Data supplied Start Marker
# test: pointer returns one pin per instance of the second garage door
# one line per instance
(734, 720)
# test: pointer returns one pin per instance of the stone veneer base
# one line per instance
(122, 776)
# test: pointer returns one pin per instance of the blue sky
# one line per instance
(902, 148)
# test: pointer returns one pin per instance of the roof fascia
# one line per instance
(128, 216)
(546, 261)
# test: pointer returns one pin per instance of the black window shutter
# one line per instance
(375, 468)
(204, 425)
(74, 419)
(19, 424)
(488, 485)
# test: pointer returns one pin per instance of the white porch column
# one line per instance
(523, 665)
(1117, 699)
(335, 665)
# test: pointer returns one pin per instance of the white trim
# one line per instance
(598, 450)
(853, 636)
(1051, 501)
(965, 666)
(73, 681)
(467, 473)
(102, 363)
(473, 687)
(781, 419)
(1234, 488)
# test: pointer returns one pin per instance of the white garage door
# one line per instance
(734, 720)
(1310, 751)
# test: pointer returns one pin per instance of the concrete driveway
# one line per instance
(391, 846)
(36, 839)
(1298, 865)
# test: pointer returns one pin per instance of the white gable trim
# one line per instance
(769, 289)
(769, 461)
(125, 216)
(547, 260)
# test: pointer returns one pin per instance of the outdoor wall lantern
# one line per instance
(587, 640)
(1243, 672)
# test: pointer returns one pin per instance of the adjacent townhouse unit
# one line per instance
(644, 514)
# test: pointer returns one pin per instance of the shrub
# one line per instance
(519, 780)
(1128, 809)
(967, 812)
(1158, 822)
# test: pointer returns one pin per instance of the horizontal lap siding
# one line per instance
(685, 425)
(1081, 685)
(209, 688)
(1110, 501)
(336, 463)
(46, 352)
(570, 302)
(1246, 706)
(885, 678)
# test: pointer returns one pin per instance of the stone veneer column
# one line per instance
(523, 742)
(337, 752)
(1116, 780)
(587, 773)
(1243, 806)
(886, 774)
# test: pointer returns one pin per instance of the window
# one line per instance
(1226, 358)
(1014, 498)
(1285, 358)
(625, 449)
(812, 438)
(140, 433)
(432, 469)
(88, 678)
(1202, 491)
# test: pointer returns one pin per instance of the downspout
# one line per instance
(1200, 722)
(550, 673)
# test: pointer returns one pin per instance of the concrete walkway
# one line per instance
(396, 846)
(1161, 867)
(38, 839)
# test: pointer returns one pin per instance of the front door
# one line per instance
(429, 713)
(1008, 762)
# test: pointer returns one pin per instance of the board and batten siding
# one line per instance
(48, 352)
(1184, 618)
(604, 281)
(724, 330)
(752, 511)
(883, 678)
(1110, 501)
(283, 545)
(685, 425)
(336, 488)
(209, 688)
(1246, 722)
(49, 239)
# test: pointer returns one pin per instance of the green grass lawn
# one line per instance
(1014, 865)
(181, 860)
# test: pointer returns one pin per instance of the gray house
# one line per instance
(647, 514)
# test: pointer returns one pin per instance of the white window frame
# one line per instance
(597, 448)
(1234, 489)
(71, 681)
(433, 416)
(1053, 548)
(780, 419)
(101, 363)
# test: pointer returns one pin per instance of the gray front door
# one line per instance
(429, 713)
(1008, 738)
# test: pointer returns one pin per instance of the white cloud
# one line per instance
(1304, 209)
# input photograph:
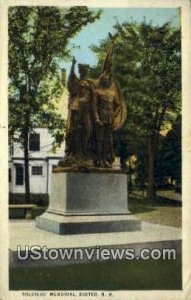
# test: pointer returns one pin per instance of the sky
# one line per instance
(95, 32)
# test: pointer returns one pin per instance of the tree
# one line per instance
(147, 65)
(38, 41)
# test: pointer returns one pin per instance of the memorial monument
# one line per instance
(87, 194)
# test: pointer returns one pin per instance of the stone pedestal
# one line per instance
(88, 203)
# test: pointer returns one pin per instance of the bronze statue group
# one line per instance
(96, 108)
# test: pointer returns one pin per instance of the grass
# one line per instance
(118, 275)
(161, 211)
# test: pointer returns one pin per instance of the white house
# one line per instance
(42, 160)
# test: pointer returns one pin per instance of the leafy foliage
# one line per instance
(38, 41)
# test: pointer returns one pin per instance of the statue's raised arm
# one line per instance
(73, 80)
(121, 111)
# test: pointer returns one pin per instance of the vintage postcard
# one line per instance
(95, 151)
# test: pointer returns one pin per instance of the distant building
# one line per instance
(41, 163)
(42, 159)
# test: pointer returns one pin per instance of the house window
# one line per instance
(37, 170)
(34, 142)
(19, 175)
(10, 175)
(54, 167)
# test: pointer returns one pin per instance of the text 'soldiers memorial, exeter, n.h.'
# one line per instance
(87, 194)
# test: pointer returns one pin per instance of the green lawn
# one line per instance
(119, 275)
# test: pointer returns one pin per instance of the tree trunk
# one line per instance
(26, 166)
(152, 152)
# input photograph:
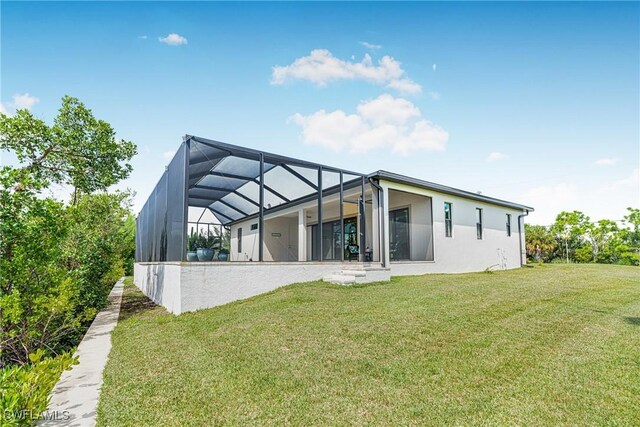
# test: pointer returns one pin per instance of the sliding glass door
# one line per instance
(399, 234)
(331, 243)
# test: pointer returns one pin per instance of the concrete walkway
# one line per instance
(74, 399)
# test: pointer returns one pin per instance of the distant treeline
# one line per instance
(573, 237)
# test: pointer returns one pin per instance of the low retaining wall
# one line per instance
(190, 286)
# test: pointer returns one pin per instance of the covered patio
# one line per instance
(282, 200)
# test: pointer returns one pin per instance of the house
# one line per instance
(291, 221)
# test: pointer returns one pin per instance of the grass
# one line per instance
(551, 345)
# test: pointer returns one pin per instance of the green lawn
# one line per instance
(549, 345)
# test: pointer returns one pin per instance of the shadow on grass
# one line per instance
(133, 303)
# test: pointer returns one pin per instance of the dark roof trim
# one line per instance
(402, 179)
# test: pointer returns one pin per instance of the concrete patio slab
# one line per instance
(74, 399)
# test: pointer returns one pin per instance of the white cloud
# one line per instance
(608, 200)
(19, 102)
(382, 122)
(24, 101)
(606, 162)
(173, 39)
(496, 156)
(549, 200)
(371, 46)
(631, 181)
(321, 67)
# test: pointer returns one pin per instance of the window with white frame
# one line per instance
(448, 220)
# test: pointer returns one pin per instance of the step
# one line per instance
(340, 279)
(350, 272)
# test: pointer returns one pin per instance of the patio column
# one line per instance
(386, 255)
(341, 216)
(375, 224)
(261, 212)
(319, 242)
(302, 234)
(363, 221)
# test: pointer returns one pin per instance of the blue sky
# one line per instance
(551, 89)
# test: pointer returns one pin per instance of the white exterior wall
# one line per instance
(420, 228)
(190, 286)
(463, 252)
(160, 282)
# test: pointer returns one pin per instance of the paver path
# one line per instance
(74, 400)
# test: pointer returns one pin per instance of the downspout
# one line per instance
(383, 258)
(520, 224)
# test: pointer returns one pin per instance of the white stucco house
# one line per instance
(292, 221)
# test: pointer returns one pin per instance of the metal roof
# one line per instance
(225, 179)
(402, 179)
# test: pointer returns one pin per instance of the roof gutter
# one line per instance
(520, 224)
(383, 243)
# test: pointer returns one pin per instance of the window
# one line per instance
(399, 237)
(448, 223)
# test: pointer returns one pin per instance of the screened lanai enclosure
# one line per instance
(210, 184)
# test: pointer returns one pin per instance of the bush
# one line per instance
(584, 254)
(25, 390)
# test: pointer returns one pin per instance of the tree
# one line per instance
(600, 236)
(57, 263)
(569, 228)
(78, 150)
(540, 242)
(629, 248)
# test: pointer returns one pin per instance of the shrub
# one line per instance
(25, 390)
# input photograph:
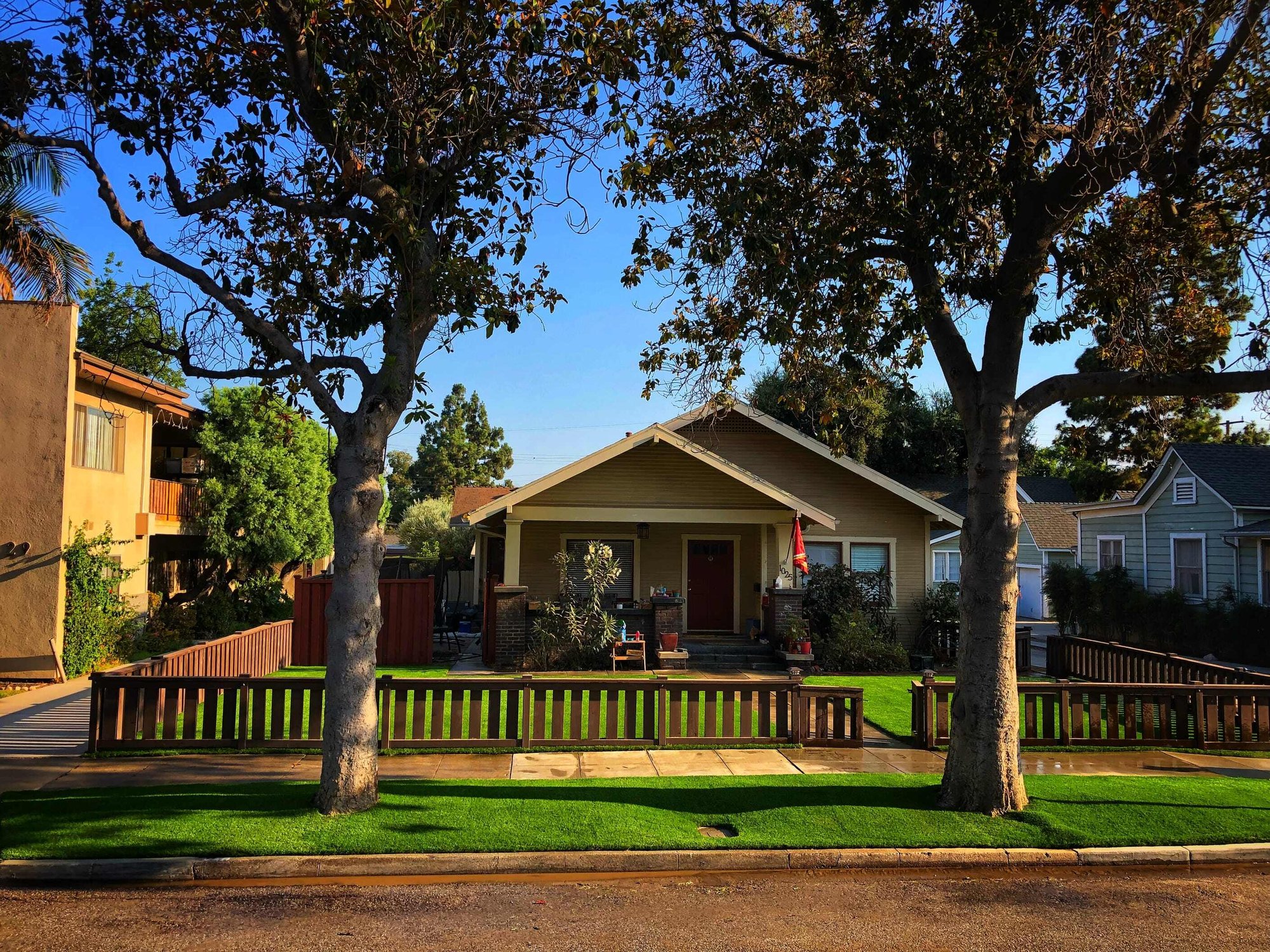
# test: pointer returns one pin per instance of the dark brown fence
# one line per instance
(257, 652)
(406, 635)
(1112, 662)
(1207, 717)
(476, 713)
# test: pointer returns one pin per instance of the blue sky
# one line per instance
(567, 383)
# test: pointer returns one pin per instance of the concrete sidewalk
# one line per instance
(78, 774)
(46, 722)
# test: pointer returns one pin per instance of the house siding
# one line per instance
(655, 475)
(661, 555)
(1208, 516)
(863, 510)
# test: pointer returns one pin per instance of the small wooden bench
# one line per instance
(629, 652)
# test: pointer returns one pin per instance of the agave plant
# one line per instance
(37, 261)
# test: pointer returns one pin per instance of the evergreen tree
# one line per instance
(117, 322)
(266, 498)
(399, 486)
(460, 449)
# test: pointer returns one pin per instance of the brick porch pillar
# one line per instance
(667, 616)
(783, 607)
(512, 631)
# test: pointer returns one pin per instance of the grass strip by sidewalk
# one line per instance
(662, 813)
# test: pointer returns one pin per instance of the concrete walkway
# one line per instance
(46, 722)
(78, 774)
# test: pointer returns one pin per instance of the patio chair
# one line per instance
(629, 652)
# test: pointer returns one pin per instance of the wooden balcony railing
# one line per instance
(175, 502)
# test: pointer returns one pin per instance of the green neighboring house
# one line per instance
(1047, 536)
(1200, 525)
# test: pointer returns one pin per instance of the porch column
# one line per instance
(512, 554)
(784, 550)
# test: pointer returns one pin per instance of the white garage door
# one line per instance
(1029, 593)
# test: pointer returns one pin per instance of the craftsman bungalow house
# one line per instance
(704, 506)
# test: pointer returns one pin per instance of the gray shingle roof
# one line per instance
(1239, 474)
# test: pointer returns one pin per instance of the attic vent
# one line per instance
(1184, 491)
(732, 423)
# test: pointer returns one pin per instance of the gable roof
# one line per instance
(1051, 525)
(1239, 474)
(468, 498)
(657, 432)
(846, 463)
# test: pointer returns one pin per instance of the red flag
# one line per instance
(799, 552)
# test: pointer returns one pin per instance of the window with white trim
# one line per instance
(1111, 553)
(948, 567)
(1189, 567)
(624, 550)
(824, 553)
(1184, 491)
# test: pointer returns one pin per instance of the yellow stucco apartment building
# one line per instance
(91, 445)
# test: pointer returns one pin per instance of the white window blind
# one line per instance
(871, 557)
(825, 553)
(98, 442)
(948, 567)
(624, 550)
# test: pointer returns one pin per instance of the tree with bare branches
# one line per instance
(853, 182)
(352, 185)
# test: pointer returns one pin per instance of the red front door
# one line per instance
(711, 585)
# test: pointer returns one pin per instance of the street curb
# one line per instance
(303, 868)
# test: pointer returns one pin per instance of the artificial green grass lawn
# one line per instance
(662, 813)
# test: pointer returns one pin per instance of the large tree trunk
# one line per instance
(350, 765)
(982, 770)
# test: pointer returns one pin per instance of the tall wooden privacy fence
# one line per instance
(257, 652)
(1217, 717)
(407, 610)
(476, 713)
(1111, 662)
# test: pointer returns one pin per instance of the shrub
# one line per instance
(853, 643)
(576, 633)
(834, 590)
(257, 601)
(940, 621)
(98, 619)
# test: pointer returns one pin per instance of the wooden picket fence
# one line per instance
(1090, 659)
(257, 652)
(140, 713)
(1069, 714)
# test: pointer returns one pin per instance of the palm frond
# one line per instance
(46, 169)
(37, 261)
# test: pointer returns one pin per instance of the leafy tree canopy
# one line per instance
(427, 532)
(460, 449)
(883, 425)
(266, 498)
(117, 322)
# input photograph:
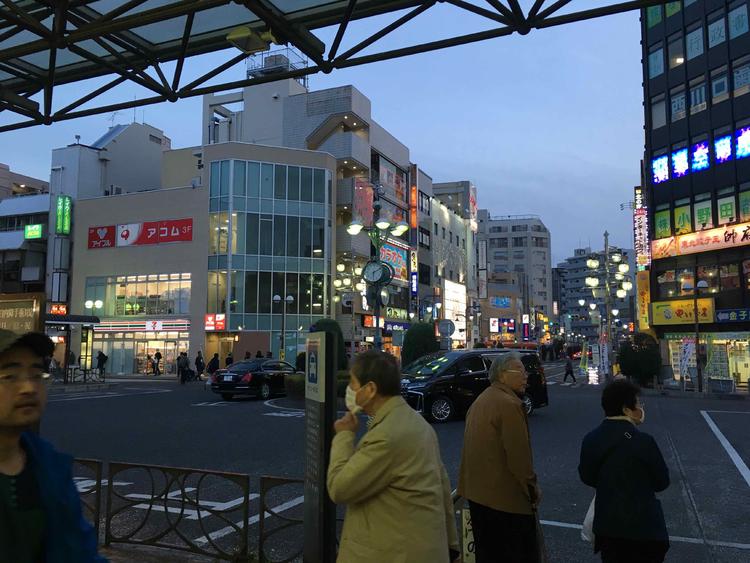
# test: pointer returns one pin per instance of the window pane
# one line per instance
(266, 180)
(738, 21)
(730, 276)
(656, 63)
(251, 292)
(694, 42)
(253, 179)
(306, 184)
(279, 190)
(292, 236)
(293, 183)
(265, 240)
(264, 292)
(279, 235)
(717, 33)
(251, 236)
(319, 186)
(305, 237)
(238, 183)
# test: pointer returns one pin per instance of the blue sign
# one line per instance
(500, 302)
(732, 315)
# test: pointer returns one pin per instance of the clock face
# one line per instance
(372, 272)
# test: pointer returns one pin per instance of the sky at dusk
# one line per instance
(550, 123)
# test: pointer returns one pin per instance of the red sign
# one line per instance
(102, 237)
(216, 322)
(58, 309)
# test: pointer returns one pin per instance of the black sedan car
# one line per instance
(260, 378)
(443, 385)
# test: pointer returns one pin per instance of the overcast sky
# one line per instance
(550, 123)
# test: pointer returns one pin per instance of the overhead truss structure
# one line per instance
(47, 44)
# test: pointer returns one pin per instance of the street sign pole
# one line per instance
(320, 410)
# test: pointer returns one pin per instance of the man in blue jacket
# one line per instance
(40, 510)
(626, 467)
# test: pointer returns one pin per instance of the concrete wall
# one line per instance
(167, 258)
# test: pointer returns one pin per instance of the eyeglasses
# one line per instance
(14, 378)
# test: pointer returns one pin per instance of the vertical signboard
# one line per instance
(320, 408)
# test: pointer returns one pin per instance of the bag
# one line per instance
(587, 531)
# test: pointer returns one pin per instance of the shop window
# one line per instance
(730, 277)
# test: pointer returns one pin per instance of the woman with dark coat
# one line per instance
(626, 467)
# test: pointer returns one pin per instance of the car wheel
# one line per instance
(441, 409)
(528, 405)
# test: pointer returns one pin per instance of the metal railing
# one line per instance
(172, 514)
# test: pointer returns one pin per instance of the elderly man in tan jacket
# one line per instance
(393, 482)
(497, 476)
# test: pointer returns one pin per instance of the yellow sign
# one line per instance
(680, 312)
(643, 287)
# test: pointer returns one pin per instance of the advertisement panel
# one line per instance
(703, 241)
(643, 287)
(398, 258)
(682, 311)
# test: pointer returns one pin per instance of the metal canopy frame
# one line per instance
(48, 43)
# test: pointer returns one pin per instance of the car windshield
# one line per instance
(428, 365)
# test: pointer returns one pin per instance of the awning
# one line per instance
(71, 320)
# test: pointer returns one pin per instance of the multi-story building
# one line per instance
(577, 318)
(696, 80)
(521, 244)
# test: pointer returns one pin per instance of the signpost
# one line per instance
(320, 410)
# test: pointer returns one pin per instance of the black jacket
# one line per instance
(625, 481)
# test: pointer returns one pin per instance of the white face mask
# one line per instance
(351, 400)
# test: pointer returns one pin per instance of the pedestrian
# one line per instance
(200, 364)
(40, 506)
(626, 468)
(395, 470)
(157, 363)
(569, 370)
(497, 474)
(101, 362)
(213, 365)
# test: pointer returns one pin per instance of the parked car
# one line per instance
(262, 378)
(443, 385)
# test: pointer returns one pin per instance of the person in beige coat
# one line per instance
(497, 475)
(393, 482)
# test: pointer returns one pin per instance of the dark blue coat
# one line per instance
(625, 481)
(69, 537)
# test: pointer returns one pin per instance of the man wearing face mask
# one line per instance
(626, 467)
(393, 482)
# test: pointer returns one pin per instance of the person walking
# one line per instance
(213, 365)
(497, 474)
(40, 508)
(200, 364)
(626, 468)
(569, 370)
(393, 471)
(101, 362)
(157, 363)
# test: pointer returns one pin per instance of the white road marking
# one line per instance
(733, 455)
(251, 521)
(679, 539)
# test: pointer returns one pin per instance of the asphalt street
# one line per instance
(704, 441)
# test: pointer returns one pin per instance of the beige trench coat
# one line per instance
(396, 489)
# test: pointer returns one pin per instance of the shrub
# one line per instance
(419, 340)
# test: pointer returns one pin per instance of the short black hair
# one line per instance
(618, 394)
(379, 367)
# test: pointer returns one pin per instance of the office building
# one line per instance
(696, 81)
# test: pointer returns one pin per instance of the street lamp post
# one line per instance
(282, 341)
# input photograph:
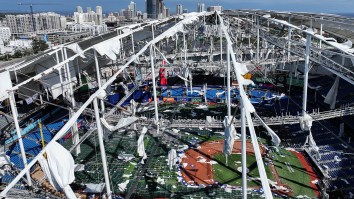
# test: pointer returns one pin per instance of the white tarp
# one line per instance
(59, 168)
(249, 108)
(123, 122)
(172, 158)
(52, 80)
(331, 96)
(229, 136)
(275, 137)
(94, 188)
(141, 146)
(5, 85)
(305, 122)
(76, 48)
(110, 48)
(312, 146)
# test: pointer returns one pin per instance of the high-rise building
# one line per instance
(93, 18)
(99, 14)
(128, 14)
(201, 7)
(44, 22)
(151, 8)
(79, 9)
(179, 9)
(214, 8)
(5, 34)
(132, 6)
(166, 12)
(154, 8)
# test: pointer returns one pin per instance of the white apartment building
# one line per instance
(5, 34)
(90, 17)
(43, 22)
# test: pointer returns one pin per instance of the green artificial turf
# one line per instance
(228, 174)
(298, 180)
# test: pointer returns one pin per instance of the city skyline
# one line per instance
(330, 6)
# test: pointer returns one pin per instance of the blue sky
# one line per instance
(328, 6)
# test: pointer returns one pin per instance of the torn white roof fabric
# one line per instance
(123, 122)
(172, 158)
(59, 168)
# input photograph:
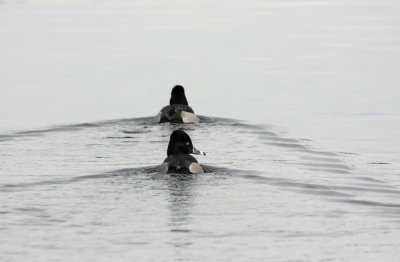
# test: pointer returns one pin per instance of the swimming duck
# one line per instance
(178, 110)
(178, 158)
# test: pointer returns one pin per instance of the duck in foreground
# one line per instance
(178, 110)
(179, 159)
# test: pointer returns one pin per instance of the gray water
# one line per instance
(300, 122)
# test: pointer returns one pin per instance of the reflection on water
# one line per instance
(109, 192)
(326, 72)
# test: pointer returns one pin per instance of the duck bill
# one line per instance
(198, 152)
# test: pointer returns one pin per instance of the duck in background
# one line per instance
(178, 110)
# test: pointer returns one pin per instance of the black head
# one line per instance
(178, 96)
(179, 143)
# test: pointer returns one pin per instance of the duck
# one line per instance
(178, 158)
(178, 110)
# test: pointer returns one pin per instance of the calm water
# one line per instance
(299, 102)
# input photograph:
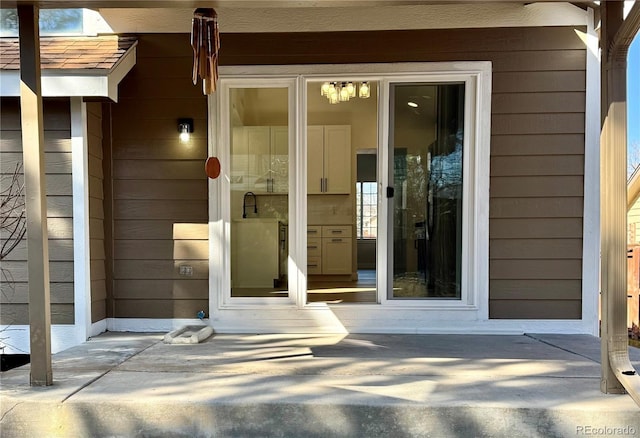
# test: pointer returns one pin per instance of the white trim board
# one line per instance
(591, 215)
(74, 83)
(297, 17)
(402, 316)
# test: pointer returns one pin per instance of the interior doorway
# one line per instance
(342, 191)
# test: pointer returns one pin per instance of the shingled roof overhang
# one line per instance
Data supplied End Marker
-- Task prompt --
Each line in the listing above from the one containing "white road marking" through the one containing "# test: pointer returns one pin per instance of the beige" should be repeated exactly, and no other line.

-- Completed exercise --
# test: pointer returns one pin per instance of the white road marking
# one line per instance
(733, 455)
(251, 521)
(679, 539)
# test: pointer returns one pin per instance of the asphalt street
# one line per instance
(704, 441)
# test: pointer returns one pin per instance of the beige trench coat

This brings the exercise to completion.